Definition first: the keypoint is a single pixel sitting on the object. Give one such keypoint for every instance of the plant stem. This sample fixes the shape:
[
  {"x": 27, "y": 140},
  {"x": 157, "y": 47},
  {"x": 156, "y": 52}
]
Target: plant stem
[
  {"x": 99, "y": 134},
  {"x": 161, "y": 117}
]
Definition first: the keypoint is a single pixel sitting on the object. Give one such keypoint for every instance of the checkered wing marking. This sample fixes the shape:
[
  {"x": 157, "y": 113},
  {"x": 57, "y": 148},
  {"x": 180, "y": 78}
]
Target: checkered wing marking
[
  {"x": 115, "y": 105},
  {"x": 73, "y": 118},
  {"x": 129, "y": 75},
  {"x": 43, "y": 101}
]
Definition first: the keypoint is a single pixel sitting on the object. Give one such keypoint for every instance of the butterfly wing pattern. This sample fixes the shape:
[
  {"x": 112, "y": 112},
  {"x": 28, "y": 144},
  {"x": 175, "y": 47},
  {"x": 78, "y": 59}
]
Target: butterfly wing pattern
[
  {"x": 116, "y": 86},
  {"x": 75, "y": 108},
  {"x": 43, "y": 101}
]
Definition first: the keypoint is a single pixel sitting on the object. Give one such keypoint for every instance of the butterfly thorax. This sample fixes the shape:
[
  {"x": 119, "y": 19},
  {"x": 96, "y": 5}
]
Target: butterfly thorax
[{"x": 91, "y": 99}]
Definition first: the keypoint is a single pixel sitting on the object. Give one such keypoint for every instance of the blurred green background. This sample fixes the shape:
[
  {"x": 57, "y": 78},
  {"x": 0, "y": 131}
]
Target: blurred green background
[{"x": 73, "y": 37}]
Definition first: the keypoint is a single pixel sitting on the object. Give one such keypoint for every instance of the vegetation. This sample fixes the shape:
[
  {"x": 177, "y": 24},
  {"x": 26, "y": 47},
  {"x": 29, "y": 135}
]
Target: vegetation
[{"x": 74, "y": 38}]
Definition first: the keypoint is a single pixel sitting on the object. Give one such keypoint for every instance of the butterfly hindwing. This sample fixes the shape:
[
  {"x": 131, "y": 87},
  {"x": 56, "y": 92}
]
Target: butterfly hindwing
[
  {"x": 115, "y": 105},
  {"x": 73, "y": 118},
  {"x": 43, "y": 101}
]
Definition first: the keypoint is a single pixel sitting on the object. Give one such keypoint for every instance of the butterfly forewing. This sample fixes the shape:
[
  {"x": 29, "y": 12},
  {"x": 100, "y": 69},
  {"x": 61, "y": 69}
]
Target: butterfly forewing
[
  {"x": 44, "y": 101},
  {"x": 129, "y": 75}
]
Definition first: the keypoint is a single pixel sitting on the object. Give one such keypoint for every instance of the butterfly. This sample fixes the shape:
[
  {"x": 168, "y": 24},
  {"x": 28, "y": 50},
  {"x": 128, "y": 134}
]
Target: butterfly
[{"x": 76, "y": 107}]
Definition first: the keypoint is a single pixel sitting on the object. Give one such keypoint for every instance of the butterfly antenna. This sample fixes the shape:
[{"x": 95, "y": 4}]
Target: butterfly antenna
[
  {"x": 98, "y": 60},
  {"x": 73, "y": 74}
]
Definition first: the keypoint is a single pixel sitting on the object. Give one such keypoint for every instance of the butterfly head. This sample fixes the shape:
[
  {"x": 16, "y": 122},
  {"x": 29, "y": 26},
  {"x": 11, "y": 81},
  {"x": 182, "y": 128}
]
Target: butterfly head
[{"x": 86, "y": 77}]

───

**What is required:**
Produce an exact transcription of the lines from the one containing "Target: butterfly antenna" through the end of the records, both included, and no other lines.

**Task solution:**
Target: butterfly antenna
[
  {"x": 98, "y": 60},
  {"x": 73, "y": 74}
]
Definition first: the keypoint is a single pixel sitting on the object. Give one such keypoint for every instance of the butterfly head. This sample fixes the shape:
[
  {"x": 16, "y": 122},
  {"x": 29, "y": 26},
  {"x": 11, "y": 81},
  {"x": 182, "y": 128}
]
Target: butterfly head
[{"x": 86, "y": 77}]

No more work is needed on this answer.